• WHAT IS REQUIRED
Please return each record exactly, leaving nothing out.

• RECORDS TO USE
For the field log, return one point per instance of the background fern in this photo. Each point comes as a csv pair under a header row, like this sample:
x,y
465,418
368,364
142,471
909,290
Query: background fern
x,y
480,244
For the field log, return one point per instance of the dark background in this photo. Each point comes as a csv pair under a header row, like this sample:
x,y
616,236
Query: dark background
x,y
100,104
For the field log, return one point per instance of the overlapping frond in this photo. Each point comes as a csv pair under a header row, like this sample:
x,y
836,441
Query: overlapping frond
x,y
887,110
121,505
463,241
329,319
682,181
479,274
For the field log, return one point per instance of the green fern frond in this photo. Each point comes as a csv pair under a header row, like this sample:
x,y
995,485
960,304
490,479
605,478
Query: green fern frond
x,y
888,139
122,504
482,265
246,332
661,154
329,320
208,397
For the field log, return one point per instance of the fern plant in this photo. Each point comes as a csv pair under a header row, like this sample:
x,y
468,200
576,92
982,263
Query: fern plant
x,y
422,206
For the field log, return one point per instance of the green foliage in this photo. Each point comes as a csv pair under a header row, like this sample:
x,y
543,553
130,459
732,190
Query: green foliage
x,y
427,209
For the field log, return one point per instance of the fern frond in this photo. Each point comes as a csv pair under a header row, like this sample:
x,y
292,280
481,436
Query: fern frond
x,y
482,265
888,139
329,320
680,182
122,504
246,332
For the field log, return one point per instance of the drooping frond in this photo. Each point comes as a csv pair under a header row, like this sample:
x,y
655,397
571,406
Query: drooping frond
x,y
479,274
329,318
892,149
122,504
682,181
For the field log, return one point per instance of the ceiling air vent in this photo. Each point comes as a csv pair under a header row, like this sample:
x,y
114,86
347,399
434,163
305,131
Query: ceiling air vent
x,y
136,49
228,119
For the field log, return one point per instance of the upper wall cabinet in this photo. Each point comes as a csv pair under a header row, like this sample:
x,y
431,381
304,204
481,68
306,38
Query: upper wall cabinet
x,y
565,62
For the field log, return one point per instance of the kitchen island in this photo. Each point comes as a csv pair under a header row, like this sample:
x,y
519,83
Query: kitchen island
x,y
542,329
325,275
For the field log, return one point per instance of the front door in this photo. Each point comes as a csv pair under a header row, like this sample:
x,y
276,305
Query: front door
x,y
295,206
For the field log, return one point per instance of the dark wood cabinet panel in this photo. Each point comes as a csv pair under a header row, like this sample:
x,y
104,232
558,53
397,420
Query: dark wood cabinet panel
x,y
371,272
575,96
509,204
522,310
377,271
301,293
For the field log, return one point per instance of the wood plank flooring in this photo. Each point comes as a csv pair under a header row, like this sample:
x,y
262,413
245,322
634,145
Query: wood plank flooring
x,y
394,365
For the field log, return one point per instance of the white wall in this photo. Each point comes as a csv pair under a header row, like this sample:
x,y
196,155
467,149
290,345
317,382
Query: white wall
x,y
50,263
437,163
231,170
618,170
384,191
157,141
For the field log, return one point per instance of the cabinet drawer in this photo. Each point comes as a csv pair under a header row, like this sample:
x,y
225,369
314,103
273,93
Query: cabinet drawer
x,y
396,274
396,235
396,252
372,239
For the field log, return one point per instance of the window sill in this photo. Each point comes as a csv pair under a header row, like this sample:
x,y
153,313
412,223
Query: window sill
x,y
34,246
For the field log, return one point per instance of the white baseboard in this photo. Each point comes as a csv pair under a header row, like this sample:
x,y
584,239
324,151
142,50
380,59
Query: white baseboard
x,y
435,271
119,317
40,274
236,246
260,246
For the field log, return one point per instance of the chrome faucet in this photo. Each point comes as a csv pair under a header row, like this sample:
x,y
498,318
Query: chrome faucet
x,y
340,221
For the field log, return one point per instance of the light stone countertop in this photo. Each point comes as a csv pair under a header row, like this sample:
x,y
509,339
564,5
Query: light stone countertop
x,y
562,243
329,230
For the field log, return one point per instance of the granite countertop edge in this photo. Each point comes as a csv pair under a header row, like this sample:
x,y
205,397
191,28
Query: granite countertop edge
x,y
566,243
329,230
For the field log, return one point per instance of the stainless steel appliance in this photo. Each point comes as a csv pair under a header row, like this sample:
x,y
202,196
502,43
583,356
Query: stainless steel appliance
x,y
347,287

• ANSWER SECTION
For the field log, return one point per instance of the background fern in this photo. Each point comes as a csv pair under a header row, like this sample:
x,y
465,418
368,364
142,471
909,290
Query: background fern
x,y
480,244
For the field log, return one point per instance of the dark background in this photo. Each point comes as a csv pair under a header row, like this sample:
x,y
616,236
Query: dark background
x,y
100,104
For the field log, return one point per instance of the overlapping frond in this photo. Each point comes as a csv pair under a header row, like this sample:
x,y
836,441
Query: overlapping frond
x,y
887,110
121,505
463,241
329,319
682,181
479,274
For the field log, return one point per instance of the green fern frond in this photo. Each point comes as a csv pair under a header row, like this sample:
x,y
995,485
960,304
490,479
605,478
Query: green fern frond
x,y
888,139
122,504
482,265
246,332
661,154
329,320
208,397
For the field log, return one point per instance of the fern plant in this photo. Each point comes as a csv pair under a header row, like this sample:
x,y
468,200
576,92
982,263
Query: fern plant
x,y
422,206
For the field log, return one point per instance of the green foliage in this photo. Each point comes as a csv pair under a header row, like this sample:
x,y
543,553
130,459
732,190
Query: green foliage
x,y
427,209
For the field log, return one point per instance of the fern frond in this photo. Each point comes as a csv pair under a header row, like this sample:
x,y
292,280
481,436
Query: fern frond
x,y
482,265
888,139
329,320
680,182
122,504
246,332
For the field log, return one point per instance of the drooping frond in this photo. Each point comes as a csv pair under a header row, like this sample:
x,y
655,397
571,406
Query: drooping frond
x,y
479,274
329,318
892,149
122,504
682,181
For the field log, return one point per instance of the ceiling air vent in this photo. Each point comes as a csv pair under a header row, like this sample:
x,y
114,86
347,399
434,163
305,131
Query: ceiling air vent
x,y
136,49
228,119
For the field log, return one point per instance of the upper wall cabinet in this photo. Each point comes as a csv pair under a header row, like this sample:
x,y
431,381
304,204
481,68
306,38
Query: upper wall cabinet
x,y
565,62
For the field log, return one point per instance of the kitchen island in this photo. Each point comes as a csv pair under a header row, like this sample:
x,y
519,83
Query: kitchen island
x,y
542,329
325,275
For the field log, return one point per instance of the front door in this photo. Each point comes as a csv pair under a header row, like this sample:
x,y
276,305
Query: front door
x,y
295,206
For the field log, return one point per instance of the dark wood cabinet panel in this photo. Each point comes as a csv pair under a header row, like this sample:
x,y
104,232
558,53
397,420
Query: dark wood cabinet panel
x,y
371,272
575,96
509,204
522,310
377,271
301,293
For the field log, return one point per instance of the wood plank flooring in this photo. Each point comes as a csv pair under a header row, like this sample:
x,y
262,413
245,322
634,145
Query: wood plank flooring
x,y
394,365
For the field log, return one point per instance of the white wall in this photo. Each point comes as a csv pair under a header row, like this sample:
x,y
196,155
467,149
290,345
317,382
Query: white wall
x,y
50,263
437,163
231,170
618,170
384,191
157,141
For the field log, return one point per instance of the cabinet drawer in this photo. Each point comes as a csv pair under a header row, like this sample:
x,y
225,369
314,103
273,93
Query: cabinet drawer
x,y
396,274
396,235
396,252
372,239
For the field log, return one point per instance of the window sill in this photo. Each point comes as a csv pair under a header row, like this sample:
x,y
153,313
412,223
Query: window sill
x,y
34,246
For the field log, return one point per instance of the white baseboard in this photo. Each point comes as a csv pair under a header row, like this sample:
x,y
584,239
324,151
142,50
380,59
Query: white baseboard
x,y
435,271
119,317
40,274
236,246
260,246
For the field log, return one point per instance of the chrome faucet in this photo. Each point comes as a csv pair under a header row, like this sample:
x,y
498,318
Query: chrome faucet
x,y
340,221
For the field log, return one point per instance of the light stone countertop in this photo. Each point comes as a csv pair under a header row, like this sample:
x,y
509,339
564,5
Query: light stone countertop
x,y
562,243
329,230
For the field log, return one point per instance of the granite countertop edge in this photo. Each point comes as a csv pair under a header row, like this sample:
x,y
205,397
191,28
Query: granite countertop edge
x,y
566,243
329,230
For the field log, return one point per instance of the stainless steel appliance in this photo. Each point comes as a csv pair under a header row, like this sample:
x,y
202,196
502,43
583,356
Query: stainless steel appliance
x,y
347,287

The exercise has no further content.